Explore the material
a – In the dementia care text, reproduce the stretch from "It comes from" through "people with dementia.", replacing "masters" with "employers".
b – List every word or phrase that appears inside single quotation marks in the dementia care text.
c – According to the dementia care text, what did a county council put out a tender for last week?
** Opening Reading text block **
I’ve been thinking a lot about involvement, having observed a lot of tokenism recently and having had time to reflect on a range of questions in a brilliant community of enquiry course with the Wales School for Social Care Research. One question we looked at was how much ownership of practice and policy do people with dementia have with regard to services they receive? Then, as someone who could only ever do languages at school, my Latin of 35 years ago kicked in, and got me thinking about this simple question:
What is a service?
It comes from the Latin ‘SERVUS’ – which means ‘slave’ or ‘servant’.
Who in dementia care are the masters and who are the servants? It should be obvious. If you are providing a service then you are the servants. To what extent are service providers really responding to their masters? Only last week I noticed a county council putting out a tender for ‘a sitting service’. (Hopefully the implied infantilization in the very title does not just sit uncomfortably with me?) I can’t imagine the masters of this service being people with dementia.
** Closing Reading text block **
** Opening Dataset excerpts block **
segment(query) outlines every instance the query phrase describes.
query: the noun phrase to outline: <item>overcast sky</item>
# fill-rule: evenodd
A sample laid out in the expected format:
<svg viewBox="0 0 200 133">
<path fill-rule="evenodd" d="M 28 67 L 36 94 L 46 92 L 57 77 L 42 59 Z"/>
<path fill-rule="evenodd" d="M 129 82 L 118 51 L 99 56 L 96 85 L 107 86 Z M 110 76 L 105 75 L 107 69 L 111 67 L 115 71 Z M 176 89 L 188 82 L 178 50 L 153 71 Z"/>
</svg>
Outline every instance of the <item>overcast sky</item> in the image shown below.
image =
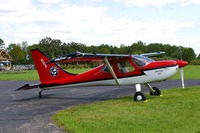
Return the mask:
<svg viewBox="0 0 200 133">
<path fill-rule="evenodd" d="M 7 45 L 45 37 L 87 45 L 169 43 L 199 54 L 200 0 L 0 0 Z"/>
</svg>

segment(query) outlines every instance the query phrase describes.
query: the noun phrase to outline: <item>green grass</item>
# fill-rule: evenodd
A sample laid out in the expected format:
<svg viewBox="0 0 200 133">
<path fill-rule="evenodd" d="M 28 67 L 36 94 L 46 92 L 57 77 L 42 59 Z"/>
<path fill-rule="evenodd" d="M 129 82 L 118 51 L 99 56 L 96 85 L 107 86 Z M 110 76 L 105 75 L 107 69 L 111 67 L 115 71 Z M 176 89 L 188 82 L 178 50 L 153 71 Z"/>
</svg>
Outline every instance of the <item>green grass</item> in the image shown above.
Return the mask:
<svg viewBox="0 0 200 133">
<path fill-rule="evenodd" d="M 200 87 L 147 95 L 148 102 L 132 97 L 72 107 L 52 119 L 69 133 L 199 133 Z"/>
</svg>

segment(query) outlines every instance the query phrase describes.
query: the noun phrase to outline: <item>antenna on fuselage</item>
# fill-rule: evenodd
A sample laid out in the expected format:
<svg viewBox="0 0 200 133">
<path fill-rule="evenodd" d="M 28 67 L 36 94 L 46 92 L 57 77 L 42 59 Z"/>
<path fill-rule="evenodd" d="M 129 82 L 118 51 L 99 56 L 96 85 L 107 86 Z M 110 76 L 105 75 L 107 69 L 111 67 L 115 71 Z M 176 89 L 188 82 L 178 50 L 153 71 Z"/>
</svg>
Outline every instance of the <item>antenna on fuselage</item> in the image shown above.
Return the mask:
<svg viewBox="0 0 200 133">
<path fill-rule="evenodd" d="M 180 46 L 180 42 L 179 42 L 179 51 L 180 51 L 180 58 L 181 58 L 181 61 L 182 61 L 183 60 L 183 47 Z M 184 80 L 184 70 L 183 70 L 183 67 L 180 68 L 180 74 L 181 74 L 182 88 L 185 88 L 185 80 Z"/>
</svg>

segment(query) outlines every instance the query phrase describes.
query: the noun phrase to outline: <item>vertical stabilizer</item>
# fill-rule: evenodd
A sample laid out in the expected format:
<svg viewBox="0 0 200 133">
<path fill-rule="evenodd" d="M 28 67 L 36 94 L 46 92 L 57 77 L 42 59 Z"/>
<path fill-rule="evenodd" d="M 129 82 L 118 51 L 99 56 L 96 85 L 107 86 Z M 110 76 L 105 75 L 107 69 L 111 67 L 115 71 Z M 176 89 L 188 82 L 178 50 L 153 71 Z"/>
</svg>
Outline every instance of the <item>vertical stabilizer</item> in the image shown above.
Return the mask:
<svg viewBox="0 0 200 133">
<path fill-rule="evenodd" d="M 51 59 L 39 49 L 34 49 L 31 53 L 42 84 L 58 81 L 73 75 L 64 71 L 55 63 L 46 64 Z"/>
</svg>

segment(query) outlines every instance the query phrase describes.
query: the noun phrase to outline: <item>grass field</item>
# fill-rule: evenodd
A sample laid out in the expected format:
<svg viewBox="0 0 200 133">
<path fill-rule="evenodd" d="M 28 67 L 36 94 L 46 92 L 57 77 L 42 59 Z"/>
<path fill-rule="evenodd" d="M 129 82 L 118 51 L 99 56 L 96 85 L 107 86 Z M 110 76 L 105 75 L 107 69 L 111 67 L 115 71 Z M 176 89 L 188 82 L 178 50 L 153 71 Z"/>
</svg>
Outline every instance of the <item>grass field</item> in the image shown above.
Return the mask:
<svg viewBox="0 0 200 133">
<path fill-rule="evenodd" d="M 70 73 L 82 73 L 90 68 L 83 69 L 67 69 Z M 200 79 L 200 65 L 189 65 L 184 68 L 185 79 Z M 180 73 L 170 78 L 170 80 L 180 79 Z M 0 73 L 0 80 L 39 80 L 36 70 L 28 70 L 23 72 Z"/>
<path fill-rule="evenodd" d="M 131 97 L 81 105 L 60 111 L 52 119 L 69 133 L 199 133 L 200 87 L 147 95 L 148 102 Z"/>
</svg>

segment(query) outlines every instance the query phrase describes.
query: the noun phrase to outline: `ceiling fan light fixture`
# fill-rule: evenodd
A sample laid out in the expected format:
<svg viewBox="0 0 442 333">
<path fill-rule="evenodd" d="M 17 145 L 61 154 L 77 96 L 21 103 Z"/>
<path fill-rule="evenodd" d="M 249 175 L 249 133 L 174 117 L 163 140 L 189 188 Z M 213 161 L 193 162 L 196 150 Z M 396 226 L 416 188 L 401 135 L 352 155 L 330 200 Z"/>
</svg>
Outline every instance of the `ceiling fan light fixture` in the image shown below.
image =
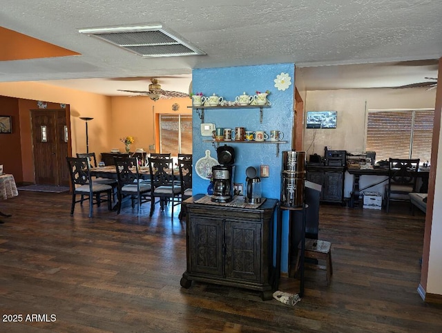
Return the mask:
<svg viewBox="0 0 442 333">
<path fill-rule="evenodd" d="M 154 102 L 157 102 L 158 99 L 160 99 L 160 97 L 161 95 L 160 94 L 149 94 L 149 97 Z"/>
<path fill-rule="evenodd" d="M 206 53 L 162 24 L 84 28 L 98 38 L 144 57 L 202 55 Z"/>
</svg>

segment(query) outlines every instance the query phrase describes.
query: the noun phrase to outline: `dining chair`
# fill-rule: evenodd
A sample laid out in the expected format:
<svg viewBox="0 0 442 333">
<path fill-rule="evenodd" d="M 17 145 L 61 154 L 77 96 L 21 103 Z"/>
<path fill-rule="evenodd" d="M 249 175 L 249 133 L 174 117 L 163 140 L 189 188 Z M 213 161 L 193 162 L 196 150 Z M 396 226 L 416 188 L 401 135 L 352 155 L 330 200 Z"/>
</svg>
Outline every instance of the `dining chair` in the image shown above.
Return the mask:
<svg viewBox="0 0 442 333">
<path fill-rule="evenodd" d="M 180 220 L 185 214 L 183 213 L 182 201 L 192 196 L 192 160 L 179 160 L 180 182 L 181 186 L 181 210 L 178 216 Z"/>
<path fill-rule="evenodd" d="M 171 153 L 151 153 L 151 158 L 171 158 Z"/>
<path fill-rule="evenodd" d="M 74 214 L 75 204 L 83 203 L 84 196 L 89 199 L 89 217 L 93 213 L 93 205 L 100 207 L 101 203 L 108 202 L 108 209 L 112 209 L 112 187 L 106 184 L 99 184 L 90 181 L 90 164 L 88 158 L 67 157 L 68 168 L 72 185 L 72 204 L 70 215 Z M 107 194 L 107 199 L 102 198 L 103 193 Z M 77 195 L 81 195 L 81 198 L 77 200 Z"/>
<path fill-rule="evenodd" d="M 152 185 L 151 213 L 152 216 L 155 206 L 160 202 L 161 210 L 169 202 L 172 204 L 172 218 L 173 207 L 181 203 L 181 186 L 175 184 L 173 171 L 173 160 L 171 158 L 148 158 L 151 184 Z M 155 202 L 155 198 L 158 201 Z"/>
<path fill-rule="evenodd" d="M 178 154 L 178 160 L 191 160 L 192 154 Z"/>
<path fill-rule="evenodd" d="M 388 184 L 385 189 L 387 213 L 392 200 L 410 202 L 409 193 L 416 191 L 419 161 L 419 158 L 389 159 Z"/>
<path fill-rule="evenodd" d="M 97 164 L 95 153 L 77 153 L 77 157 L 87 158 L 89 160 L 89 164 L 93 165 L 95 168 L 97 167 Z M 118 181 L 116 179 L 95 177 L 92 178 L 92 181 L 97 182 L 99 184 L 110 185 L 112 187 L 113 198 L 114 202 L 115 201 L 115 194 L 117 193 L 117 187 L 118 186 Z"/>
<path fill-rule="evenodd" d="M 128 196 L 131 197 L 132 208 L 135 208 L 135 202 L 138 204 L 140 214 L 142 204 L 151 201 L 151 186 L 140 182 L 137 158 L 115 158 L 115 162 L 118 179 L 117 214 L 119 214 L 121 211 L 123 198 Z"/>
</svg>

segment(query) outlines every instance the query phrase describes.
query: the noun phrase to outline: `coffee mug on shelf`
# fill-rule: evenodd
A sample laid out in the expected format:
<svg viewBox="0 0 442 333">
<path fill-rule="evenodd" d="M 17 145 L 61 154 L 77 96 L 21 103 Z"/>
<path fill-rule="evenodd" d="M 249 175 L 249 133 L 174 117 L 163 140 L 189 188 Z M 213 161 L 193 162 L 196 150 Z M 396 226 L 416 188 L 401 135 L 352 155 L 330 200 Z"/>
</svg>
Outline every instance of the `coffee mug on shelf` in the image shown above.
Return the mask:
<svg viewBox="0 0 442 333">
<path fill-rule="evenodd" d="M 235 141 L 245 140 L 246 129 L 244 127 L 235 127 L 235 131 L 232 131 L 232 139 Z"/>
<path fill-rule="evenodd" d="M 264 131 L 256 131 L 253 133 L 255 141 L 265 141 L 269 138 L 269 135 Z"/>
<path fill-rule="evenodd" d="M 253 141 L 253 132 L 246 131 L 246 141 Z"/>
<path fill-rule="evenodd" d="M 284 133 L 280 131 L 273 130 L 270 131 L 270 141 L 280 141 L 284 139 Z"/>
</svg>

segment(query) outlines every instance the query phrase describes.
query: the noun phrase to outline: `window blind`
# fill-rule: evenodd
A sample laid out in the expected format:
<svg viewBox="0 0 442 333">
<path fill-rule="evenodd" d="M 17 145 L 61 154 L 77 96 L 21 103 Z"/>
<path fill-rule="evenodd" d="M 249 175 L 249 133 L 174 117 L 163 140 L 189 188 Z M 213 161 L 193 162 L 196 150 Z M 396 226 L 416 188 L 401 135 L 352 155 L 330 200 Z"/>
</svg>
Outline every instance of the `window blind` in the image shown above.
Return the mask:
<svg viewBox="0 0 442 333">
<path fill-rule="evenodd" d="M 434 117 L 434 110 L 369 111 L 366 151 L 375 151 L 378 161 L 430 161 Z"/>
<path fill-rule="evenodd" d="M 192 153 L 192 115 L 160 115 L 160 143 L 161 153 Z"/>
</svg>

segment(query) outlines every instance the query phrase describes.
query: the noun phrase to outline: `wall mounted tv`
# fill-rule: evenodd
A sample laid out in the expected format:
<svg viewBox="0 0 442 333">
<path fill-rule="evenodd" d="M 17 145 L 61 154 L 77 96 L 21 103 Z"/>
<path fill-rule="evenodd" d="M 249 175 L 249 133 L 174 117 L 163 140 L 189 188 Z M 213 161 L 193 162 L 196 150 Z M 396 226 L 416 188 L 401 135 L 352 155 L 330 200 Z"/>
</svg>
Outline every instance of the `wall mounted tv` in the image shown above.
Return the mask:
<svg viewBox="0 0 442 333">
<path fill-rule="evenodd" d="M 336 129 L 337 111 L 307 111 L 307 129 Z"/>
</svg>

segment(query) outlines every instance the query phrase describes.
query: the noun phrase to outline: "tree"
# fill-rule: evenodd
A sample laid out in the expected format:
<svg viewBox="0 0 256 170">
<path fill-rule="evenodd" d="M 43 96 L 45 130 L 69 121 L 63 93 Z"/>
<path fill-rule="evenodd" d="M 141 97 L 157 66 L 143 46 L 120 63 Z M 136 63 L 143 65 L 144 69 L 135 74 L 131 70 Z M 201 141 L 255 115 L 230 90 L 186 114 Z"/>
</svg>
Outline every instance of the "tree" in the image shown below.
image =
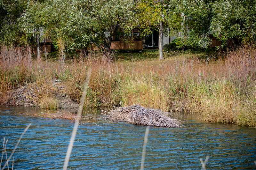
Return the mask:
<svg viewBox="0 0 256 170">
<path fill-rule="evenodd" d="M 141 0 L 138 6 L 138 16 L 139 26 L 142 35 L 152 33 L 151 27 L 156 27 L 159 32 L 159 59 L 164 59 L 163 36 L 164 32 L 163 22 L 166 16 L 166 10 L 164 0 Z"/>
<path fill-rule="evenodd" d="M 171 10 L 167 21 L 173 26 L 176 33 L 181 33 L 179 39 L 180 47 L 186 46 L 199 48 L 209 42 L 208 35 L 212 18 L 212 10 L 214 0 L 170 0 Z M 171 26 L 172 27 L 172 26 Z"/>
<path fill-rule="evenodd" d="M 119 27 L 131 29 L 134 5 L 131 0 L 85 0 L 79 2 L 76 11 L 87 26 L 84 30 L 93 35 L 93 42 L 101 48 L 110 49 L 112 38 Z"/>
<path fill-rule="evenodd" d="M 256 43 L 256 1 L 216 0 L 211 30 L 225 46 L 231 39 L 235 47 Z"/>
<path fill-rule="evenodd" d="M 0 44 L 24 43 L 20 31 L 19 19 L 25 10 L 25 0 L 0 0 Z"/>
</svg>

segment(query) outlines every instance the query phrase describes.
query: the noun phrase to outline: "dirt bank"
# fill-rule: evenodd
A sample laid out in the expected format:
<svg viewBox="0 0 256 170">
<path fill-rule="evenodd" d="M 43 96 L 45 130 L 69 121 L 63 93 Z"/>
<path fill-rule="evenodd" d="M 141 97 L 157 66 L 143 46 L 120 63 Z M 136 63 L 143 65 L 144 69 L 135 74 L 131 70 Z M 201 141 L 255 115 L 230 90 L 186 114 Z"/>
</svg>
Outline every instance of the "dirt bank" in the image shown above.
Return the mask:
<svg viewBox="0 0 256 170">
<path fill-rule="evenodd" d="M 77 103 L 72 101 L 65 92 L 66 87 L 59 80 L 49 80 L 47 85 L 34 83 L 23 85 L 13 90 L 11 93 L 8 104 L 28 107 L 39 107 L 44 96 L 54 97 L 59 102 L 60 108 L 76 108 Z"/>
</svg>

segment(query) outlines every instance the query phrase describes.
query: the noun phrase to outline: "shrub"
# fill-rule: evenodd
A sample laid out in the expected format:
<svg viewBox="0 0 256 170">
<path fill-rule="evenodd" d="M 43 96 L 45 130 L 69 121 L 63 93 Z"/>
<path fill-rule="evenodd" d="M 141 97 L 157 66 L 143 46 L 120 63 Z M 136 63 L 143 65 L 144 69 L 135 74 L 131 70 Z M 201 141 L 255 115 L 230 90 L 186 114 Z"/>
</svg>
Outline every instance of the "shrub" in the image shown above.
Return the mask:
** Closing Dataset excerpts block **
Results of the tasks
a –
It comes from the Latin ‘SERVUS’ – which means ‘slave’ or ‘servant’.
Who in dementia care are the employers and who are the servants? It should be obvious. If you are providing a service then you are the servants. To what extent are service providers really responding to their employers? Only last week I noticed a county council putting out a tender for ‘a sitting service’. (Hopefully the implied infantilization in the very title does not just sit uncomfortably with me?) I can’t imagine the employers of this service being people with dementia.

b –
‘SERVUS’
‘slave’
‘servant’
‘a sitting service’

c – ‘A sitting service’.